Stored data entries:
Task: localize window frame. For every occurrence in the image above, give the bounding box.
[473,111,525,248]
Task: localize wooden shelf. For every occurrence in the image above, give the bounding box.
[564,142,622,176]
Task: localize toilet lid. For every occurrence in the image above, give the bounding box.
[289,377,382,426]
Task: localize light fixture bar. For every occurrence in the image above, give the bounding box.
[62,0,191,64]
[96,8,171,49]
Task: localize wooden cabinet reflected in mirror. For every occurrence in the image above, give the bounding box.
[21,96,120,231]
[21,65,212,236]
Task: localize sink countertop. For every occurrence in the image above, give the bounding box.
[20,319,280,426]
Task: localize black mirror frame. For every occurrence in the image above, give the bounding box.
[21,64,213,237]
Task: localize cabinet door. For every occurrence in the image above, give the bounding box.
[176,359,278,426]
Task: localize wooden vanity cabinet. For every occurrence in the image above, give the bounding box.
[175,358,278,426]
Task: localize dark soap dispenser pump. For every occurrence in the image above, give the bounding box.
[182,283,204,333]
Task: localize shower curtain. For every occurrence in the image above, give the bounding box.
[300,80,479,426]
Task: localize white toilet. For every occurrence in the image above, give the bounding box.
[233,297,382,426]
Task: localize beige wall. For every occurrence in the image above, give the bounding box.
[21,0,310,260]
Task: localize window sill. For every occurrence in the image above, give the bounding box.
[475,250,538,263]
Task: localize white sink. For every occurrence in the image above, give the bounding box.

What this task involves:
Can you convert the lines from the start of the records above through the line with "[289,377,382,426]" into a JSON list of strings, one string per line, leaving out blank lines?

Task output:
[
  "Task: localize window frame. For every occurrence in the image above, give the bounding box.",
  "[473,111,525,248]",
  "Task: localize wooden shelf. For every occurrence in the image above, give the bounding box.",
  "[564,142,622,176]",
  "Task: localize toilet lid. For every occurrence in the image above, give the bounding box.",
  "[289,377,382,426]"
]